Point-per-instance localization data:
▼▼▼

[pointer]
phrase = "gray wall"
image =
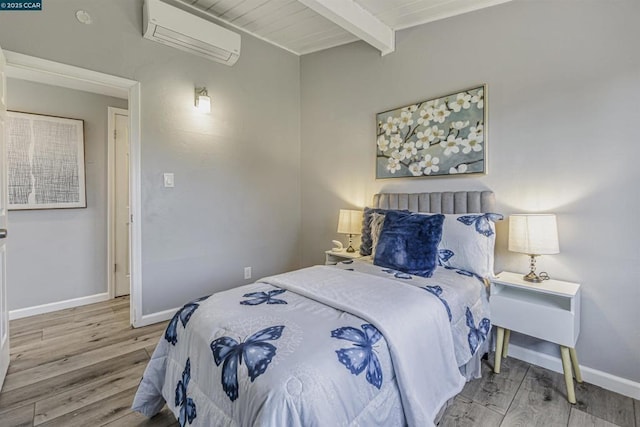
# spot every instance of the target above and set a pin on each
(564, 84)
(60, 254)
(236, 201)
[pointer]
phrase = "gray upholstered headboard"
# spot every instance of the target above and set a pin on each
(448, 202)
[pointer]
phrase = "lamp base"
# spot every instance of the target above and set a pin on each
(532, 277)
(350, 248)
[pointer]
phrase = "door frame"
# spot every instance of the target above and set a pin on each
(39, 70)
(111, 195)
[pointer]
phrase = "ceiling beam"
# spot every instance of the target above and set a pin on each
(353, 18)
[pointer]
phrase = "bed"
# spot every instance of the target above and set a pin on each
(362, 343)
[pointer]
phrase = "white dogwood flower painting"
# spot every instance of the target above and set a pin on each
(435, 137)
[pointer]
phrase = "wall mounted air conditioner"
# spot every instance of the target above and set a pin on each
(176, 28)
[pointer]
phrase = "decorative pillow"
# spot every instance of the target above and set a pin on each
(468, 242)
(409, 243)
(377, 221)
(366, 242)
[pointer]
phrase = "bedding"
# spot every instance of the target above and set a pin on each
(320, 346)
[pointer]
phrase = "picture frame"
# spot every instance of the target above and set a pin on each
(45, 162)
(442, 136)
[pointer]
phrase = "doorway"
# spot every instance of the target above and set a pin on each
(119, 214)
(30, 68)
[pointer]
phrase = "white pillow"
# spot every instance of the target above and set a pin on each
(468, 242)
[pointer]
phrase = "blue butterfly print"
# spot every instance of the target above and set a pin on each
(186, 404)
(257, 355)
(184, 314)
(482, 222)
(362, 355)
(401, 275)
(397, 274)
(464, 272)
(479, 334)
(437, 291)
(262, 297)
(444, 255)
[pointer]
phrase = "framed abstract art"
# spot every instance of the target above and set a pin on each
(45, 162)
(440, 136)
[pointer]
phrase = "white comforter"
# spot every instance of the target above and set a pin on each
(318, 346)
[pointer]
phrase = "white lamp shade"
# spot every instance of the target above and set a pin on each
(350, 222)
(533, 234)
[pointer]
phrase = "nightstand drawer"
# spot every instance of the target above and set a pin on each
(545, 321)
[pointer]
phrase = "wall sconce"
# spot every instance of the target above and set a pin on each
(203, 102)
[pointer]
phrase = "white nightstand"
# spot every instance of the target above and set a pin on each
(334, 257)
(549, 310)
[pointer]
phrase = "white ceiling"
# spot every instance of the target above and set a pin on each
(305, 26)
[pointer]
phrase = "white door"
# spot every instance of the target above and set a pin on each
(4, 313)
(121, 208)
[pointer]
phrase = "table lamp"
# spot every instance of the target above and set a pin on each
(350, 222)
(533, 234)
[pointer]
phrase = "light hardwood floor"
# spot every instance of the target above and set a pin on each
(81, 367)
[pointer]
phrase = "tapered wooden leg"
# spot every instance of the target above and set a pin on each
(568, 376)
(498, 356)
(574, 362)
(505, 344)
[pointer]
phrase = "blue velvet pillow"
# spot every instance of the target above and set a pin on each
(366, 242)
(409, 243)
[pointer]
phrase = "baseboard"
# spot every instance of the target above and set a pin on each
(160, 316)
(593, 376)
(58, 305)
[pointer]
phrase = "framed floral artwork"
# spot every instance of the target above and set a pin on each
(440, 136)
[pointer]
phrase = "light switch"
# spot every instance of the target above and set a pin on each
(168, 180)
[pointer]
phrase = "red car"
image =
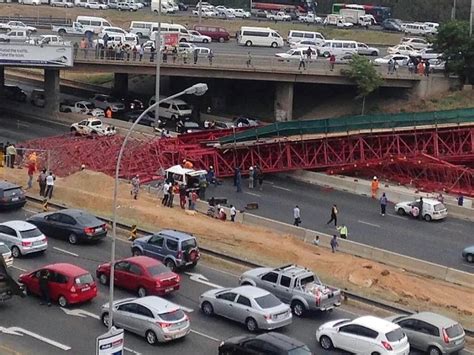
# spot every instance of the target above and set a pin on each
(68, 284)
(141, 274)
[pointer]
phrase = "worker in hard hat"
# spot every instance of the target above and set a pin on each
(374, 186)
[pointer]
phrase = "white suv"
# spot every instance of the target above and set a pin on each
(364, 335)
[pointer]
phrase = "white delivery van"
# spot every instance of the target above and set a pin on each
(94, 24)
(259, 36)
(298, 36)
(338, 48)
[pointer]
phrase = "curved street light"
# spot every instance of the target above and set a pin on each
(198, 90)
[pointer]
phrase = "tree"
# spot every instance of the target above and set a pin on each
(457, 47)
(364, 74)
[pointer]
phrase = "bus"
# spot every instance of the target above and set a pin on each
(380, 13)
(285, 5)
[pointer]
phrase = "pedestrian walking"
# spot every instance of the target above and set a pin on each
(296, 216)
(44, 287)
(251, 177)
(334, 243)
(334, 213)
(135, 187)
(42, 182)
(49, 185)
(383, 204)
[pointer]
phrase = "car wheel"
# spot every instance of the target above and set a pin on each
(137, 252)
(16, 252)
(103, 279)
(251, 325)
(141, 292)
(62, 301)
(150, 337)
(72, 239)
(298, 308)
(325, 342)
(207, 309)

▲▲▲

• **Work task**
Every entry should be repeated verbatim, with the pictures left out.

• **Answer section**
[pointer]
phrase = "gray wall"
image =
# spot every instance of the target above and set a pin on each
(564, 84)
(60, 254)
(236, 201)
[pointer]
phrase = "gray upholstered headboard"
# spot every instance of the target above and set a pin on each
(448, 202)
[pointer]
phrase = "lamp base"
# spot every instance of the target above and set a pin on each
(532, 277)
(350, 248)
[pointer]
phrase = "door frame"
# spot every instance of the target above and set a pin on each
(39, 70)
(111, 195)
[pointer]
phrase = "ceiling beam"
# spot every instance of the target above and set a pin on each
(353, 18)
[pointer]
phrase = "bed"
# spot every instance of the target above and set a pin on each
(362, 343)
[pointer]
phrase = "white dogwood flower painting"
# spot every instance of the target above and set a pin on each
(435, 137)
[pointer]
phrase = "wall mounted air conditioner"
# spot every instance of the target above and set a pin on each
(176, 28)
[pointer]
phrase = "decorative pillow"
# spot every instance of the target above and set a pin on each
(468, 242)
(409, 243)
(377, 221)
(366, 242)
[pointer]
phrase = "bedding"
# spot every instance of the target above and set a pin on each
(320, 346)
[pointer]
phrase = "picture frame"
# spot every instance of the target above and set a pin on each
(45, 162)
(442, 136)
[pointer]
phrase = "doorway"
# spot every instance of the target above and set a pin on each
(119, 214)
(30, 68)
[pointer]
phrase = "white pillow"
# spot every instance of the target above and set a pin on each
(468, 242)
[pointer]
phrase = "blue butterfly print"
# spot every instance of the target above and set a pin on each
(186, 404)
(257, 355)
(184, 314)
(482, 222)
(362, 355)
(401, 275)
(397, 274)
(464, 272)
(479, 334)
(437, 291)
(262, 297)
(444, 255)
[pointer]
phrase = "framed abstract art"
# spot every instance of the target above and set a pin on each
(45, 162)
(440, 136)
[pointer]
phrase = "white comforter"
# spot every instance of the target above and set a pin on each
(318, 346)
[pointer]
phrase = "white lamp shade"
# spot every instance of the target above and set a pin on each
(350, 222)
(533, 234)
[pointer]
phrase = "nightstand drawer"
# spot every instance of the target above and set a pin on each
(545, 321)
[pointer]
phrase = "wall sconce"
# spot every instance of the target above and set a pin on each
(203, 102)
[pointer]
phrase = "white nightstand"
# spot every instance of the target above and set a pin on each
(334, 257)
(549, 310)
[pointer]
phrase = "white ceiling"
# spot every instance of the target above and set a pin on each
(305, 26)
[pointer]
phrase = "white door"
# spot every instance of the target above and set a pin on each
(4, 313)
(121, 208)
[pointer]
phrase = "table lamp"
# spot every instance of the target above and set a pin on each
(350, 222)
(533, 234)
[pointer]
phrase = "light hardwood floor"
# spot every instance of the target above and set a pin on each
(81, 367)
[pointer]
phrase = "tapered wooden leg"
# spot every instance of the target above and set a pin on each
(568, 376)
(498, 356)
(574, 362)
(505, 344)
[pointer]
phrase = "blue velvet pillow"
# spot every instance of the target above and set a pin on each
(366, 242)
(409, 243)
[pointer]
phrase = "baseboard"
# spot every instance of the target above and set a pin on each
(160, 316)
(593, 376)
(58, 305)
[pointer]
phrase = "framed floral artwork"
# spot every instance of the target above and set a pin on each
(440, 136)
[pointer]
phrase = "light switch"
# spot every instance of the target above and set a pin on each
(168, 180)
[pointer]
phrase = "red car"
image =
# spot every instance of the target above and set a pin on each
(68, 284)
(141, 274)
[pointer]
phrase = "worker in hard hat"
# spot every instance of the target above and set a pin on each
(374, 186)
[pointer]
phrase = "white suv"
# spot every instance of the target above and set a pin on each
(364, 335)
[pointer]
phrase = "white delivery van"
# spot every instance of the target above and set a pin on each
(94, 24)
(259, 36)
(298, 36)
(338, 48)
[pointer]
phrase = "curved street light"
# spot every instance of the target above and set a pin on each
(198, 90)
[pointer]
phrase = "tree"
# spot every instance of the target above and set a pin on each
(457, 47)
(364, 74)
[pointer]
phrase = "bus"
# spot every instance of the target above and set a pin on each
(380, 13)
(285, 5)
[pointer]
phrase = "pedestrian walking"
# spot every instance of the target above and set a pin on each
(296, 216)
(44, 287)
(251, 177)
(334, 243)
(334, 213)
(135, 187)
(42, 182)
(49, 185)
(383, 204)
[pointer]
phrase = "car wheel"
# spot every instance of the target above and set a pin on each
(137, 252)
(16, 252)
(103, 279)
(251, 325)
(141, 292)
(62, 301)
(150, 337)
(72, 239)
(298, 308)
(325, 342)
(207, 309)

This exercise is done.